■ THE PROBLEM ■
Pull out each line of the data below that contains the string "dark", and list those lines in the order they appear.

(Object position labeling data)
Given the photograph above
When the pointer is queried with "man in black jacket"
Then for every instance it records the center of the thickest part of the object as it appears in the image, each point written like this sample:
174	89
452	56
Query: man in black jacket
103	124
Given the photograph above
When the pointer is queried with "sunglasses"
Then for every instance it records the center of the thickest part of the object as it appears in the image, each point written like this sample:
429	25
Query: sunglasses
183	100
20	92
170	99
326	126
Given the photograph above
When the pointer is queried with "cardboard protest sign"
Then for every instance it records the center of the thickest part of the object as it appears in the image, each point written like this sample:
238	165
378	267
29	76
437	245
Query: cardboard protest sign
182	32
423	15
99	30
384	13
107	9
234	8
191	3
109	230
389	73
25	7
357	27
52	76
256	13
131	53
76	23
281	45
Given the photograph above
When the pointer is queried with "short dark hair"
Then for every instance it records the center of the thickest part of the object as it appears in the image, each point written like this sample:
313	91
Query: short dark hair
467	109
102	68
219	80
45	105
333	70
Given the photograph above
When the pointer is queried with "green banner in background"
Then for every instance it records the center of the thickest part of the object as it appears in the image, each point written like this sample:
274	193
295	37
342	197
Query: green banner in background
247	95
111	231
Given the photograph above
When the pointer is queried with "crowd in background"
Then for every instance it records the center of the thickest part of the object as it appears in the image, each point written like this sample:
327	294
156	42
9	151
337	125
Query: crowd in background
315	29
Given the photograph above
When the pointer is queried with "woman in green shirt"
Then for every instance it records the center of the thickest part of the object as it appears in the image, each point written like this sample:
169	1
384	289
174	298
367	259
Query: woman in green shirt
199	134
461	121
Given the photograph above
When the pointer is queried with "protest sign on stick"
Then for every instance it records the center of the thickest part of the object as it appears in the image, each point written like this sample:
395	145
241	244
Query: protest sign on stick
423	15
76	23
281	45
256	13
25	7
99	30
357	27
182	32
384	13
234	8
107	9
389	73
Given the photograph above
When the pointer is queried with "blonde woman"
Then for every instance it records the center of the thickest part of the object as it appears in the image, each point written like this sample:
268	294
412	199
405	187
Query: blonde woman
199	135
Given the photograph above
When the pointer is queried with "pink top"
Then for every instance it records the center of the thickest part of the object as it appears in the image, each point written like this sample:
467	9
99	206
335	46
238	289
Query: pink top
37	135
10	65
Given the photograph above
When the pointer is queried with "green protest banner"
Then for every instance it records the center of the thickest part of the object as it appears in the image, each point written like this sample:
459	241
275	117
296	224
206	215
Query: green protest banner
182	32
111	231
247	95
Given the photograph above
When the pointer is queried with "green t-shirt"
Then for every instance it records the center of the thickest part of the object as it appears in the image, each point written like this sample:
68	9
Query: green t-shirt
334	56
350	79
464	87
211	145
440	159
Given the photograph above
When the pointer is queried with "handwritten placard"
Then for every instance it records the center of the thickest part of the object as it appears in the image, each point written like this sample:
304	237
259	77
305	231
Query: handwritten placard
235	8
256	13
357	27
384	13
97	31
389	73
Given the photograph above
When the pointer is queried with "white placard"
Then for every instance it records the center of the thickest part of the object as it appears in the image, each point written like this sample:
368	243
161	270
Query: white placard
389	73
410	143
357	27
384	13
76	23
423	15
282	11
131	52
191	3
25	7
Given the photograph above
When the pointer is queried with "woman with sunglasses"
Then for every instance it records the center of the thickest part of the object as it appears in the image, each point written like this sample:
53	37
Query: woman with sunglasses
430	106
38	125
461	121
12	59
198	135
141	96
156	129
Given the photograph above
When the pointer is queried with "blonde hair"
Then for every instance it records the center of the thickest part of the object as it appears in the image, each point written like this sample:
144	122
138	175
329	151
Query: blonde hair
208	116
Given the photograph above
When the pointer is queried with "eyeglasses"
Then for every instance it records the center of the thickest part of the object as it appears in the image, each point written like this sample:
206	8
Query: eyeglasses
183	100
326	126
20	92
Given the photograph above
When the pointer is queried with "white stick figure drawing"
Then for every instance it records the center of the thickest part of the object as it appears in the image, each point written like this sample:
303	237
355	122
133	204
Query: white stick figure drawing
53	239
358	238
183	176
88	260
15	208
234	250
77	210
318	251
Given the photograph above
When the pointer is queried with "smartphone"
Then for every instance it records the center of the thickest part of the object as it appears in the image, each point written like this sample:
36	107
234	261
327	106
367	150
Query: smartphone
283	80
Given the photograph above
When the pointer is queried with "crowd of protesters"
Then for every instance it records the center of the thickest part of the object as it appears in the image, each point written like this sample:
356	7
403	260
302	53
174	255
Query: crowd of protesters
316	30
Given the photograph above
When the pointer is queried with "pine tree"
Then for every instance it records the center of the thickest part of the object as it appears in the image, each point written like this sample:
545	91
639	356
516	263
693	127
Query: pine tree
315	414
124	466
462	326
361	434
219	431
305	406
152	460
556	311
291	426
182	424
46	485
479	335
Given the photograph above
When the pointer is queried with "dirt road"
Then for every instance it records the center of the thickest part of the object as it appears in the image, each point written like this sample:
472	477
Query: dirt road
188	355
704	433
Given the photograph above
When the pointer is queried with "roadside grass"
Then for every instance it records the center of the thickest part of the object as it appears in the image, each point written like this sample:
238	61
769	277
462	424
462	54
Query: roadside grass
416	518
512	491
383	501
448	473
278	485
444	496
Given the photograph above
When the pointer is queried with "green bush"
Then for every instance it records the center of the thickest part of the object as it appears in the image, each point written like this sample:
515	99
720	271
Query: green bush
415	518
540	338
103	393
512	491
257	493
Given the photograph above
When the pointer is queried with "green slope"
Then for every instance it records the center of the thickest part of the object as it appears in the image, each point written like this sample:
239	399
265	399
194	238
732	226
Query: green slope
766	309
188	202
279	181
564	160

---

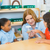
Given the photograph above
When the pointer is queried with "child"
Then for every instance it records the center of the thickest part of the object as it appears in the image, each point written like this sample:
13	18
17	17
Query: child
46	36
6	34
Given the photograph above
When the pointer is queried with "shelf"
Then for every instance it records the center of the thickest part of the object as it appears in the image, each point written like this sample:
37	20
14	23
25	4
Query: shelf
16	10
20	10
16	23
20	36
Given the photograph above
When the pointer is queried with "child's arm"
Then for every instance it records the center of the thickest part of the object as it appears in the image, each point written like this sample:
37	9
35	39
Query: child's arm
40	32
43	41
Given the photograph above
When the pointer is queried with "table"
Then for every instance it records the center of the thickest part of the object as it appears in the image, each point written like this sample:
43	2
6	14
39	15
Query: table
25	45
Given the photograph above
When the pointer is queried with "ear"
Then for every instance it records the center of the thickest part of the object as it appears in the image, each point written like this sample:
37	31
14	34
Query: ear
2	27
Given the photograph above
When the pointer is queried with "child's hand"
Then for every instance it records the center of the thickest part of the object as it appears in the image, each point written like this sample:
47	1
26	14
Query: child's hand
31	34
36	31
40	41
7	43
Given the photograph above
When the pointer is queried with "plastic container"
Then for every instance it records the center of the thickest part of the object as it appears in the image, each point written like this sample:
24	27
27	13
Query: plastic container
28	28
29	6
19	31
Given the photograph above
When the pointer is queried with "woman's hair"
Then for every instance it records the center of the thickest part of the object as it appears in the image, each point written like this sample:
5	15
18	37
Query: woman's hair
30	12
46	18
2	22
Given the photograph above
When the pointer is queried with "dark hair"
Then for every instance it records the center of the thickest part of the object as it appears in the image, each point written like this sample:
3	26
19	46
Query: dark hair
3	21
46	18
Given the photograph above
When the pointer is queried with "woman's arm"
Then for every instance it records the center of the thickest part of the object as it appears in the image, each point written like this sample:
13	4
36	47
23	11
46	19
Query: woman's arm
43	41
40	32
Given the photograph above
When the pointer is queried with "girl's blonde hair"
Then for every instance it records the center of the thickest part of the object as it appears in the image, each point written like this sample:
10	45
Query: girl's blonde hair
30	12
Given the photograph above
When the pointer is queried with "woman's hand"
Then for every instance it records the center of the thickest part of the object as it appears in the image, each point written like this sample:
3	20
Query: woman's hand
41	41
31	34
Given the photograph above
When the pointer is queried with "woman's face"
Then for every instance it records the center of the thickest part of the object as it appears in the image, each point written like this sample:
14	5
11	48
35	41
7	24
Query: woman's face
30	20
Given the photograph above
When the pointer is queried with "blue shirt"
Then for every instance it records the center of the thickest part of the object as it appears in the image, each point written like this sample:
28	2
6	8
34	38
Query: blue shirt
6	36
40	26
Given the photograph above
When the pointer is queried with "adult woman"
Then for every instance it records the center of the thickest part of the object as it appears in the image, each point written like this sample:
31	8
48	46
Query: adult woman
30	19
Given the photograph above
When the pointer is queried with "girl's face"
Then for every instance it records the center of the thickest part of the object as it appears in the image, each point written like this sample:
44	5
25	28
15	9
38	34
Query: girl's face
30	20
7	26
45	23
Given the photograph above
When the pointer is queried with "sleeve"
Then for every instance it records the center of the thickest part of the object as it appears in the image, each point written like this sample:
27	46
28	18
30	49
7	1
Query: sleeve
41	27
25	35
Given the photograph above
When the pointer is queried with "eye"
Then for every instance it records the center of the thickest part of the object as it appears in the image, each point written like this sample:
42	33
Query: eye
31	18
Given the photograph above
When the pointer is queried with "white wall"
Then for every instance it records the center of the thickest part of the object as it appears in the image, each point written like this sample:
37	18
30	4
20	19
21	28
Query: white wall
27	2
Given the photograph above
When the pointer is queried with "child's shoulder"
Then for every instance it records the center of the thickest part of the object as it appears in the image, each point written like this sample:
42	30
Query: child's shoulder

■ WRITTEN RESPONSE ■
When the pointer is queried with "short dark hair"
Query: short dark hair
When the pointer is queried with "dark hair"
Query: dark hair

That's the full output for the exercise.